- Extract to read:
──────────
Then there are such mental phenomena as emotion, imagination, reasoning, willing, intending, calculating, silently talking to oneself, feeling pain and pleasure, itches, and moods—the full panoply of the mind. In what useful sense do all these count as “pattern recognition”? Certainly they are nothing like the perceptual cases on which Kurzweil focuses. He makes no attempt to explain how these very various mental phenomena fit his supposedly general theory of mind—and they clearly do not. So he has not shown us how to “create a mind,” or come anywhere near to doing so. Thus the hype of the title explodes very early and with a feeble fizzle. Why write a book with such an ambitious title and then deliver so little?
There is another glaring problem with Kurzweil’s book: the relentless and unapologetic use of homunculus language. Kurzweil writes: “The firing of the axon is that pattern recognizer shouting the name of the pattern: ‘Hey guys, I just saw the written word “apple.”’” Again:
If, for example, we are reading from left to right and have already seen and recognized the letters “A,” “P,” “P,” and “L,” the “APPLE” recognizer will predict that it is likely to see an “E” in the next position. It will send a signal down to the “E” recognizer saying, in effect, “Please be aware that there is a high likelihood that you will see your “E” pattern very soon, so be on the lookout for it.” The “E” recognizer then adjusts its threshold such that it is more likely to recognize an “E.”
Presumably (I am not entirely sure) Kurzweil would agree that such descriptions cannot be taken literally: individual neurons don’t say things or predict things or see things—though it is perhaps as if they do. People say and predict and see, not little bunches of neurons, still less bits of machines. Such anthropomorphic descriptions of cortical activity must ultimately be replaced by literal descriptions of electric charge and chemical transmission (though they may be harmless for expository purposes). Still, they are not scientifically acceptable as they stand.
──────────
- To do:
In the review of Kurzweil's book, how would you put the sentence "People say and predict and see, not little bunches of neurons, still less bits of machines." into Spanish? The rows below play no part in this.

- Records shown:
──────────
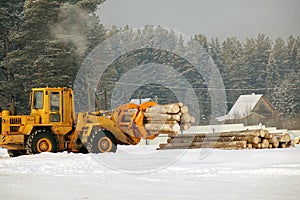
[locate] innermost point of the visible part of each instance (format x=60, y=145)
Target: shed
x=251, y=110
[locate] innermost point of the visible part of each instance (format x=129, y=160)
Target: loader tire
x=101, y=141
x=16, y=153
x=41, y=141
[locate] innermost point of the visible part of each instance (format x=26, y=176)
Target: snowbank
x=141, y=172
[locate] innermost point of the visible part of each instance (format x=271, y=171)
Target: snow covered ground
x=141, y=172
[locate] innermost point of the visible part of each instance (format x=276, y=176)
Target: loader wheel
x=101, y=141
x=41, y=141
x=16, y=153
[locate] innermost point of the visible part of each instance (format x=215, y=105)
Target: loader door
x=55, y=114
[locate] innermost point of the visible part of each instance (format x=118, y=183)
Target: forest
x=43, y=43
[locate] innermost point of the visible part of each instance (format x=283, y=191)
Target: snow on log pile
x=297, y=140
x=248, y=139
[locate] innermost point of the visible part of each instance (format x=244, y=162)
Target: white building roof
x=242, y=107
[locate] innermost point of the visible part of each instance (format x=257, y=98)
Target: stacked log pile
x=249, y=139
x=170, y=118
x=161, y=119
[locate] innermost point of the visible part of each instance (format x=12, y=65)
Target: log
x=296, y=140
x=168, y=108
x=257, y=146
x=171, y=133
x=220, y=145
x=186, y=118
x=193, y=119
x=268, y=135
x=163, y=127
x=274, y=141
x=265, y=144
x=254, y=139
x=229, y=134
x=184, y=109
x=162, y=117
x=130, y=112
x=160, y=122
x=262, y=133
x=208, y=139
x=185, y=126
x=283, y=145
x=283, y=137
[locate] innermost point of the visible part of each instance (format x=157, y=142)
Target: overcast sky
x=214, y=18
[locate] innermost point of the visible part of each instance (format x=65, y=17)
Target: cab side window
x=38, y=100
x=55, y=106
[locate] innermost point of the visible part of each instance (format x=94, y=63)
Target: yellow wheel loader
x=53, y=126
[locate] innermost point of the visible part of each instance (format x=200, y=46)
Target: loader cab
x=54, y=106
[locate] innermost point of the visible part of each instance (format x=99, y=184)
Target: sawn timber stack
x=248, y=139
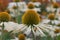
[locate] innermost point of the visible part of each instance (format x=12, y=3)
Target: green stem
x=2, y=35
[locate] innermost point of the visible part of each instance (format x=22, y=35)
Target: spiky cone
x=51, y=16
x=30, y=17
x=31, y=5
x=44, y=13
x=14, y=7
x=4, y=17
x=21, y=37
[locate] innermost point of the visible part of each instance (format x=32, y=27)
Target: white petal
x=28, y=30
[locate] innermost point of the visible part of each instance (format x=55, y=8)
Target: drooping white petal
x=9, y=26
x=20, y=26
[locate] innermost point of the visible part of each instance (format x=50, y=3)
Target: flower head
x=55, y=5
x=33, y=0
x=15, y=7
x=30, y=17
x=16, y=0
x=21, y=37
x=51, y=16
x=4, y=17
x=30, y=5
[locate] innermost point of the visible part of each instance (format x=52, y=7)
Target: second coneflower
x=30, y=17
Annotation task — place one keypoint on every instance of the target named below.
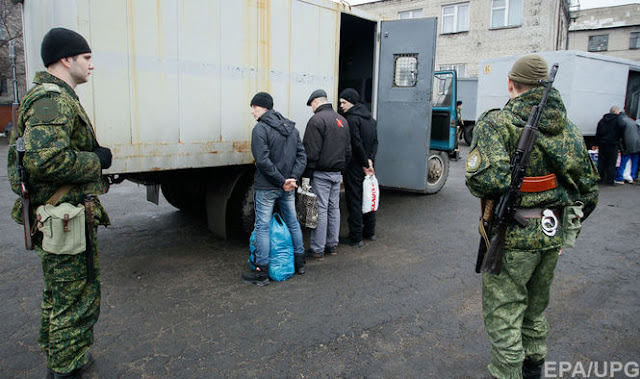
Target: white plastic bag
(370, 194)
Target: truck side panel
(589, 84)
(173, 78)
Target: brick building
(474, 30)
(613, 31)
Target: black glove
(104, 154)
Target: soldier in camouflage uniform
(560, 175)
(61, 149)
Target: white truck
(173, 79)
(588, 83)
(468, 94)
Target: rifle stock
(89, 221)
(24, 194)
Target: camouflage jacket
(59, 141)
(559, 149)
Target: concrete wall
(616, 22)
(543, 27)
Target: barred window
(506, 13)
(598, 43)
(406, 70)
(455, 18)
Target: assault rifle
(490, 259)
(20, 150)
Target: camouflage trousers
(513, 305)
(70, 308)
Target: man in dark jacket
(608, 134)
(630, 149)
(364, 145)
(326, 141)
(280, 160)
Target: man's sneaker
(356, 243)
(259, 276)
(315, 256)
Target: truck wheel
(468, 134)
(438, 171)
(188, 197)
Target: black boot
(259, 276)
(531, 369)
(299, 264)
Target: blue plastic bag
(281, 265)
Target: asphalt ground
(404, 306)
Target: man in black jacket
(280, 160)
(326, 141)
(364, 145)
(608, 135)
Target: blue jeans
(264, 203)
(326, 185)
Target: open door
(407, 51)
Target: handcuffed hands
(369, 171)
(289, 184)
(104, 154)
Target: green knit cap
(529, 69)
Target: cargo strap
(538, 183)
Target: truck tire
(188, 197)
(438, 171)
(468, 134)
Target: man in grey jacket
(630, 149)
(280, 160)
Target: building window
(506, 13)
(455, 18)
(460, 69)
(598, 43)
(406, 70)
(634, 41)
(414, 13)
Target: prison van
(173, 79)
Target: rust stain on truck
(242, 146)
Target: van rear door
(405, 77)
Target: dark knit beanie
(316, 94)
(60, 43)
(350, 95)
(262, 99)
(529, 69)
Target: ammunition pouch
(62, 227)
(571, 223)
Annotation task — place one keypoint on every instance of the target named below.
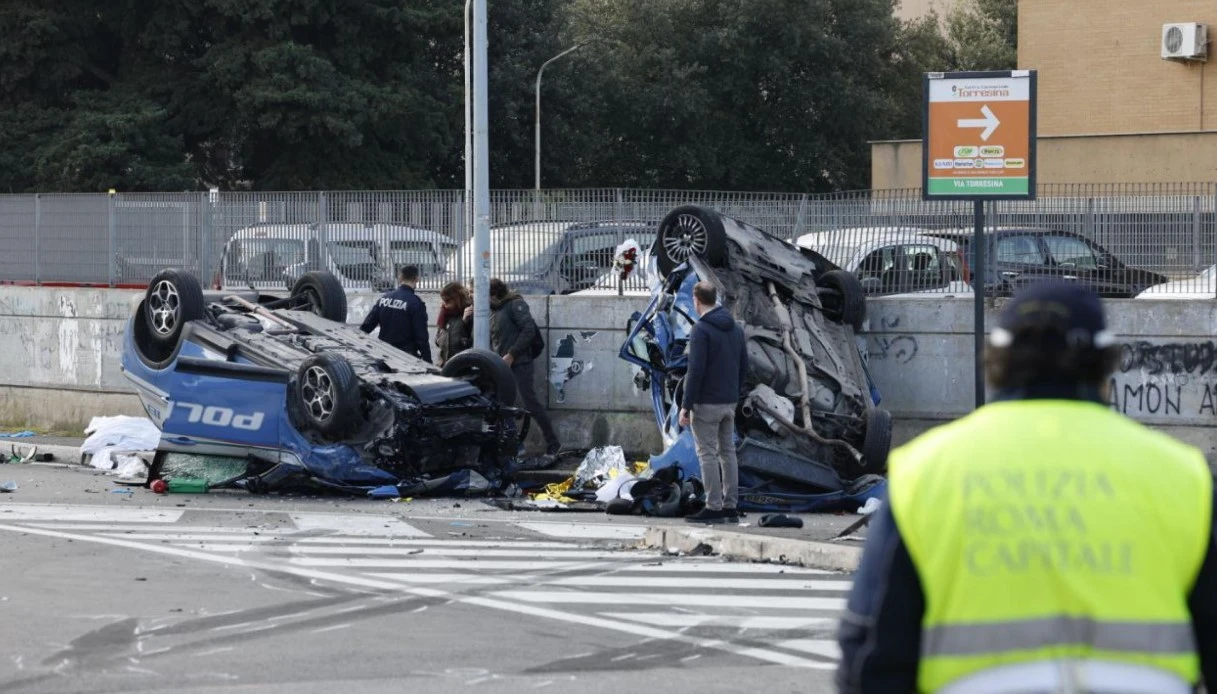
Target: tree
(757, 95)
(983, 34)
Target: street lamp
(538, 106)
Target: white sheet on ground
(122, 434)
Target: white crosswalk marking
(577, 572)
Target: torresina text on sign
(979, 135)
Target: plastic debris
(873, 504)
(599, 466)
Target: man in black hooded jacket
(718, 362)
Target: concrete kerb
(755, 548)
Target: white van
(362, 256)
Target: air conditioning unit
(1185, 40)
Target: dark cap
(1072, 311)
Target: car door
(1072, 259)
(1018, 259)
(585, 258)
(925, 267)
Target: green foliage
(983, 34)
(326, 94)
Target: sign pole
(979, 144)
(979, 291)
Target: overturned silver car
(809, 431)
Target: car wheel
(327, 395)
(172, 300)
(850, 304)
(324, 294)
(876, 442)
(486, 370)
(689, 230)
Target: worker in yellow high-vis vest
(1042, 543)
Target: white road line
(424, 578)
(785, 603)
(164, 527)
(801, 585)
(97, 514)
(814, 647)
(467, 564)
(741, 622)
(718, 566)
(589, 531)
(336, 539)
(764, 654)
(390, 526)
(416, 550)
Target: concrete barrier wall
(60, 354)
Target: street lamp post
(538, 107)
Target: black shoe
(707, 516)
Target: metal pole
(979, 276)
(538, 107)
(111, 241)
(38, 231)
(467, 202)
(481, 185)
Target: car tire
(851, 306)
(689, 230)
(876, 441)
(172, 300)
(327, 393)
(486, 370)
(324, 292)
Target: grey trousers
(713, 427)
(527, 390)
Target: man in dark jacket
(512, 331)
(711, 396)
(402, 317)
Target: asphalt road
(102, 592)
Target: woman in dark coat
(455, 331)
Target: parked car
(1203, 286)
(278, 255)
(890, 259)
(1019, 256)
(556, 257)
(808, 421)
(284, 384)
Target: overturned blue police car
(306, 401)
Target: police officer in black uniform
(402, 317)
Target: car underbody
(308, 399)
(807, 423)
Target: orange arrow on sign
(988, 122)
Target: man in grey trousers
(512, 330)
(718, 361)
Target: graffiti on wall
(1166, 380)
(565, 364)
(899, 348)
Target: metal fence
(891, 239)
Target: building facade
(1111, 108)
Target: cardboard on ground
(979, 135)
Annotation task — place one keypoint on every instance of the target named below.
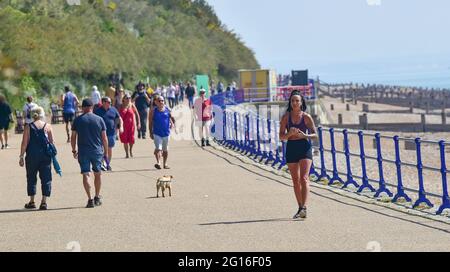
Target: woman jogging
(130, 116)
(297, 127)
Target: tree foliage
(51, 42)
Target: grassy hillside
(45, 44)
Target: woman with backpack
(36, 137)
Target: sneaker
(43, 207)
(297, 215)
(98, 201)
(30, 206)
(90, 204)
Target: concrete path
(218, 204)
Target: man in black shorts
(5, 120)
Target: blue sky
(354, 38)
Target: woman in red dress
(131, 120)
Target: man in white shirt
(30, 105)
(96, 97)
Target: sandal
(30, 206)
(43, 207)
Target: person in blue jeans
(160, 122)
(89, 135)
(142, 103)
(70, 104)
(37, 159)
(190, 93)
(112, 118)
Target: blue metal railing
(258, 138)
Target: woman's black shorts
(298, 150)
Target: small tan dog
(164, 183)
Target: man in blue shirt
(69, 102)
(89, 131)
(112, 120)
(142, 102)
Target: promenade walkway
(218, 204)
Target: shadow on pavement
(37, 210)
(249, 222)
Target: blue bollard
(313, 170)
(365, 179)
(258, 139)
(277, 144)
(422, 193)
(445, 197)
(241, 134)
(283, 163)
(382, 187)
(400, 189)
(247, 134)
(253, 132)
(350, 180)
(224, 132)
(335, 176)
(323, 170)
(269, 132)
(264, 152)
(235, 140)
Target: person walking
(142, 102)
(297, 127)
(203, 116)
(35, 138)
(29, 105)
(89, 135)
(130, 116)
(190, 93)
(5, 120)
(171, 95)
(69, 102)
(112, 120)
(96, 97)
(160, 122)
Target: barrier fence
(258, 138)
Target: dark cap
(87, 103)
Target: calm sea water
(429, 75)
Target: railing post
(241, 137)
(235, 142)
(283, 162)
(365, 179)
(422, 193)
(382, 187)
(333, 156)
(269, 132)
(400, 189)
(264, 143)
(323, 170)
(224, 132)
(258, 139)
(253, 132)
(350, 179)
(445, 197)
(313, 170)
(276, 125)
(247, 135)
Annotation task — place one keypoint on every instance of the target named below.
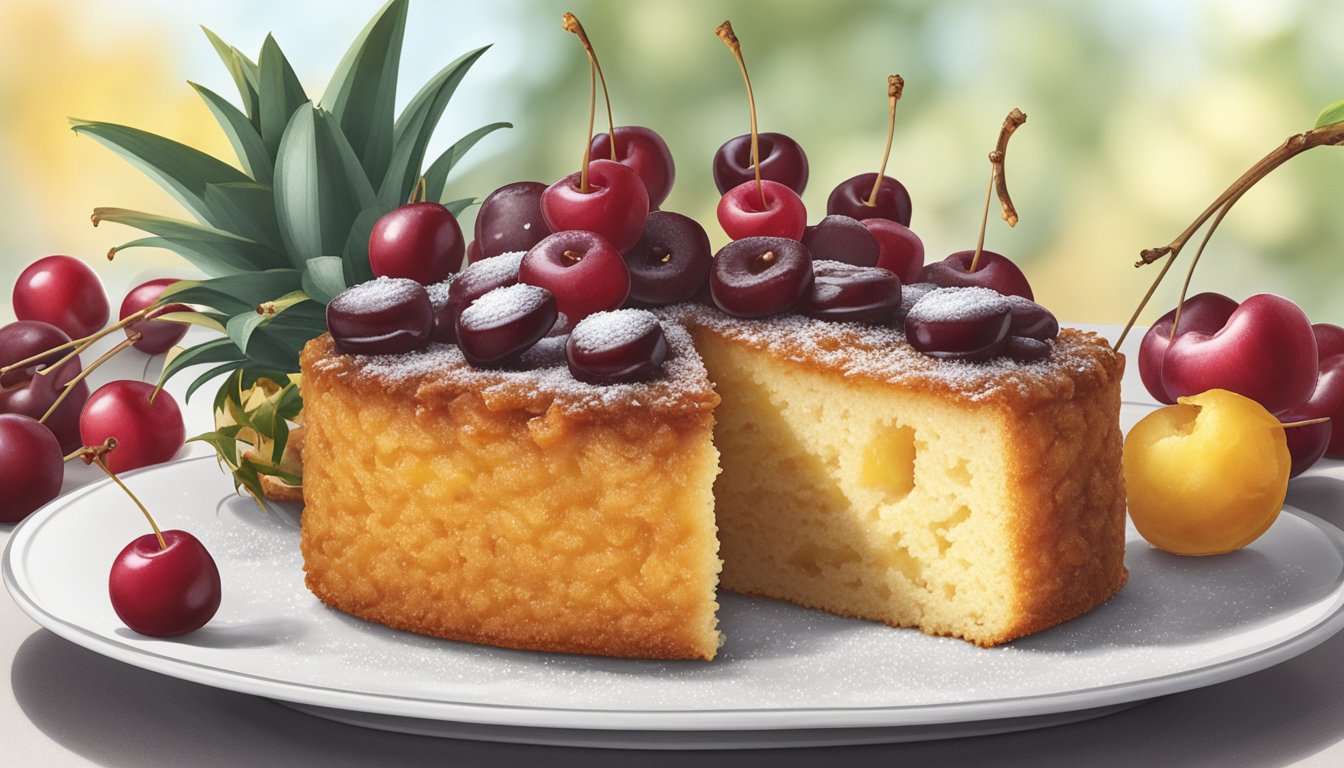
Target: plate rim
(683, 720)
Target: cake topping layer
(883, 355)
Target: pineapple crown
(278, 238)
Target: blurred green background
(1139, 114)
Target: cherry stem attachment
(94, 455)
(571, 23)
(730, 39)
(1329, 135)
(997, 182)
(84, 343)
(1305, 423)
(895, 86)
(85, 373)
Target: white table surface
(70, 706)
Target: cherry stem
(1305, 423)
(82, 343)
(1329, 135)
(85, 373)
(730, 39)
(93, 455)
(573, 24)
(895, 85)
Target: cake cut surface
(527, 510)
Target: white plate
(786, 675)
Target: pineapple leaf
(437, 175)
(456, 207)
(362, 92)
(210, 375)
(246, 209)
(417, 124)
(355, 254)
(252, 151)
(320, 187)
(183, 171)
(281, 94)
(213, 351)
(324, 277)
(245, 75)
(234, 293)
(211, 250)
──────────
- Answer area:
Son las personas las que dicen, predicen y ven, no pequeños grupos de neuronas, y menos aún piezas de máquinas.